*** DATA EXCERPTS ***
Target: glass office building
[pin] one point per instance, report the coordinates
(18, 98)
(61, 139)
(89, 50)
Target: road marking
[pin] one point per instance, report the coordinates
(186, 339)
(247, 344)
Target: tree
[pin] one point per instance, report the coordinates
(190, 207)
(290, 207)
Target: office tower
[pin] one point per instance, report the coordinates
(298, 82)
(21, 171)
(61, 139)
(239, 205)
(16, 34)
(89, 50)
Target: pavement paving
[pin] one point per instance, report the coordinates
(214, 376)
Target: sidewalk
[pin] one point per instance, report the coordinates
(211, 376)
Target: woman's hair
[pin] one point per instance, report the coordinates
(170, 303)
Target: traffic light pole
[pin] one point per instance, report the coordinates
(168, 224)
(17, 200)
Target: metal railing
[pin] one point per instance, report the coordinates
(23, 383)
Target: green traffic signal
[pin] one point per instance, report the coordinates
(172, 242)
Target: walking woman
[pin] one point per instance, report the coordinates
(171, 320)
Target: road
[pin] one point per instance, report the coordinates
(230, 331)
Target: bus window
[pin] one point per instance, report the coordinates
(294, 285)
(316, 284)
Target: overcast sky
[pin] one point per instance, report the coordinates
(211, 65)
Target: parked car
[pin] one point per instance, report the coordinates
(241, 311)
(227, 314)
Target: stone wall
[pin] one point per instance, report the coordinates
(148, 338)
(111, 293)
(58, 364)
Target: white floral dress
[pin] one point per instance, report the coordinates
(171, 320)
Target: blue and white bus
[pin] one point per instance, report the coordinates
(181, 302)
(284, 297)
***
◆ REQUIRED WORK
Return exactly the lines in the records above, beginning with the one that holds "Target: white floral dress" and ending with the last.

◆ WRITTEN RESPONSE
Target: white floral dress
[pin] one point per instance, report the coordinates
(171, 320)
Target: blue and white bus
[pin] one point per instance, report the coordinates
(181, 302)
(284, 297)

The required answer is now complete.